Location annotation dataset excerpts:
+ + + + + + +

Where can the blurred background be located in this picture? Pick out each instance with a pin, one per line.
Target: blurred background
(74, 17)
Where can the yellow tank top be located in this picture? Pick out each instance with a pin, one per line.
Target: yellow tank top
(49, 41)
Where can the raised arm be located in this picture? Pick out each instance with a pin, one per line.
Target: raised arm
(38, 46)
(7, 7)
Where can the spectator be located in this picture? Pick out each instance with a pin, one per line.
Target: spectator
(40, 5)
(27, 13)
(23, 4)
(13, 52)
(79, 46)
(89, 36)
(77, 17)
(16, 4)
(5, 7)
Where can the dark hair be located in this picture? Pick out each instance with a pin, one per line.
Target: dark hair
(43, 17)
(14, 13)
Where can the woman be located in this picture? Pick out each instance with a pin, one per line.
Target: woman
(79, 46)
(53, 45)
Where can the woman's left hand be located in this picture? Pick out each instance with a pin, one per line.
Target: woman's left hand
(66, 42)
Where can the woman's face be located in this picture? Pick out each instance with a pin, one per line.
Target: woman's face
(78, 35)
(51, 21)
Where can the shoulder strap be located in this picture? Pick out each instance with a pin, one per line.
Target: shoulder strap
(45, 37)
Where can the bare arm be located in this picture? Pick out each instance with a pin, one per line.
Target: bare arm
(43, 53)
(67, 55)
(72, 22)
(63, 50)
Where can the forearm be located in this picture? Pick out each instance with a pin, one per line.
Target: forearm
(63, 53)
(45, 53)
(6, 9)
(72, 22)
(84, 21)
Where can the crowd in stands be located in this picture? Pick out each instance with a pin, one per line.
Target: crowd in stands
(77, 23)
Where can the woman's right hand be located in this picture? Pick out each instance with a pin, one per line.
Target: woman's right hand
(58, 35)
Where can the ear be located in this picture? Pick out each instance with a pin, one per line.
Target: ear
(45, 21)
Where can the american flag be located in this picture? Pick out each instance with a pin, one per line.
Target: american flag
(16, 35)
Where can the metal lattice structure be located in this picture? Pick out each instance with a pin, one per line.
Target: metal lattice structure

+ + + + + + +

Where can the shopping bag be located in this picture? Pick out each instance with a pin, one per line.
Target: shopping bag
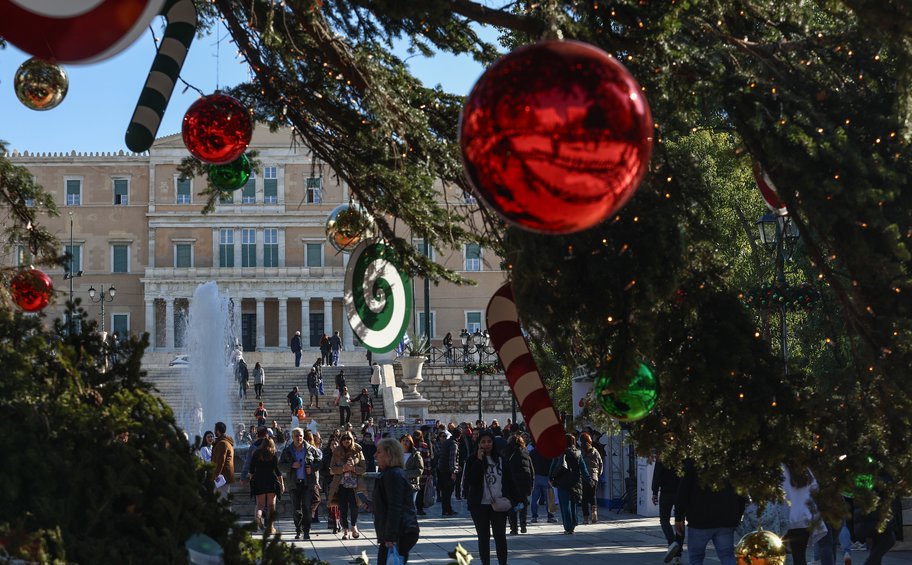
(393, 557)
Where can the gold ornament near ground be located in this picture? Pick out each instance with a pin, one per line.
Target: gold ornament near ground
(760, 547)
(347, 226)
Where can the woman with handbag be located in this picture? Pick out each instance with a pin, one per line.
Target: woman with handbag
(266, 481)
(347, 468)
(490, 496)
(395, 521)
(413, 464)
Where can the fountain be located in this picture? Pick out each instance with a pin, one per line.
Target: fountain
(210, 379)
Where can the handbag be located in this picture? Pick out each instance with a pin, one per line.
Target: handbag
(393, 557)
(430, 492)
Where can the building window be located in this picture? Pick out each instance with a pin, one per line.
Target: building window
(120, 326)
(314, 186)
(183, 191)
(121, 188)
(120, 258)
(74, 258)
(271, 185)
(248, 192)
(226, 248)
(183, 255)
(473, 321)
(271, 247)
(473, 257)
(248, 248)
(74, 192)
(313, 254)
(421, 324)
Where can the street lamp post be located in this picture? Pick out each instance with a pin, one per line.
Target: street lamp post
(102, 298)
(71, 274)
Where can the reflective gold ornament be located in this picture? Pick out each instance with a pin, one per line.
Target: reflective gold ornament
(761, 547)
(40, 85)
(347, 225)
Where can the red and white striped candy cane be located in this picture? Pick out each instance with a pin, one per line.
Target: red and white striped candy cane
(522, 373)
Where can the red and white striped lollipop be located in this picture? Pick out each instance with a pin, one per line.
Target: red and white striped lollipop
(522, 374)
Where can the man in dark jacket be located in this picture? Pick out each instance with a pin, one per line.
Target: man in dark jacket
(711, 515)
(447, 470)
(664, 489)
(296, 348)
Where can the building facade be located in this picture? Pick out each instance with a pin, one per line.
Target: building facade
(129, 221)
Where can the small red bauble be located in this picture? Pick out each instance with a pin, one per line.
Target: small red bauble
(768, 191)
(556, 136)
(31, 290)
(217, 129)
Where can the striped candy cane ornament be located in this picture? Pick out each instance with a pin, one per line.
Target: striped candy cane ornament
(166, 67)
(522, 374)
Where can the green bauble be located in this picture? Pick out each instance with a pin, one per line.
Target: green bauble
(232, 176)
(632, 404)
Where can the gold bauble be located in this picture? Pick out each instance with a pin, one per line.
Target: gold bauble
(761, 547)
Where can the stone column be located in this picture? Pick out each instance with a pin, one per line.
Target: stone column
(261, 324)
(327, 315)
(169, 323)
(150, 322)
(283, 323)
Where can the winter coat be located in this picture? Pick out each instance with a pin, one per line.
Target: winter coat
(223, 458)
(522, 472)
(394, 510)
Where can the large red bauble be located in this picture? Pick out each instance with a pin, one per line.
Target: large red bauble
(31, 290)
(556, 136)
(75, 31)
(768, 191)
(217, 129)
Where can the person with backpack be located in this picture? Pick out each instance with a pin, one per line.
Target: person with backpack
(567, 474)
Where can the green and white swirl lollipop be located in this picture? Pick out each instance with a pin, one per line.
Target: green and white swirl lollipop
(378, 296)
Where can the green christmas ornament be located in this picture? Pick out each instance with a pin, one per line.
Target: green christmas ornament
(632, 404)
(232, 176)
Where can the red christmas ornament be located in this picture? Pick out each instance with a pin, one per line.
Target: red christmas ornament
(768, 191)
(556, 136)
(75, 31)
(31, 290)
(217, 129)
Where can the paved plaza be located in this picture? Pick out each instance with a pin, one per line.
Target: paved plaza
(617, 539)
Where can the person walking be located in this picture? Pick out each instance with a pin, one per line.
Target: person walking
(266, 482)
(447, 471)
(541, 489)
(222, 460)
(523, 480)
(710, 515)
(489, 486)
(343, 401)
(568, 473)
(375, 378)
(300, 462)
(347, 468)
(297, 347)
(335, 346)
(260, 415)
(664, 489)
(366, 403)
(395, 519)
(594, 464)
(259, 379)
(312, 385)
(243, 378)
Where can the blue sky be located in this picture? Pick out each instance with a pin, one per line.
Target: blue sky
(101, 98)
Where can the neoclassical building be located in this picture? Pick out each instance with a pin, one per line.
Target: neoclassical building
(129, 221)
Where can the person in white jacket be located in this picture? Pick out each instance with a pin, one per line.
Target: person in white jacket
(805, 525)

+ + + + + + +

● **Work to do**: Rewrite the rows starting at the line that contains "Where can the woman be" and ending at the line that contains "Target: metal lattice structure", changing every "located" to "found" and keeping everything else the same.

● **Task solution**:
Where can the woman be found in this picture? Pick out each instance with a pin, one per line.
Target: woman
(79, 46)
(53, 45)
Where can the woman's left hand be found in this picture? Pick out each instance with a pin, one per line.
Target: woman's left hand
(66, 42)
Where can the woman's face be found in this picture? Pick out each instance with a pin, one per line.
Target: woman's face
(78, 35)
(51, 21)
Where can the shoulder strap be found in this picture? Pick out each instance with a pin, one per line.
Target: shoulder strap
(45, 37)
Where can the bare arm be found in this picture? Pick out each instance with a pin, one per line.
Target: bare arm
(43, 53)
(67, 55)
(72, 22)
(63, 50)
Where can the forearm be found in this picture? Pick out each instance with a pin, one per line.
Target: forearm
(63, 53)
(45, 53)
(6, 9)
(72, 22)
(84, 21)
Where can the crowd in stands be found in this picture? Pick out each instance with a pin, one per line.
Target: crowd in stands
(77, 23)
Where can the woman's right hand be found in this picture? Pick out each instance with a pin, one per line.
Target: woman's right hand
(58, 35)
Where can the ear be found in this picture? Pick out each instance with a pin, one per line.
Target: ear
(45, 21)
Where can the american flag be found in this picture? Pick out each instance with a pin, one per line.
Target: american flag
(16, 35)
Where can the metal lattice structure be found in this picture? Pick out each instance with a pin, one per line.
Target: metal lattice structure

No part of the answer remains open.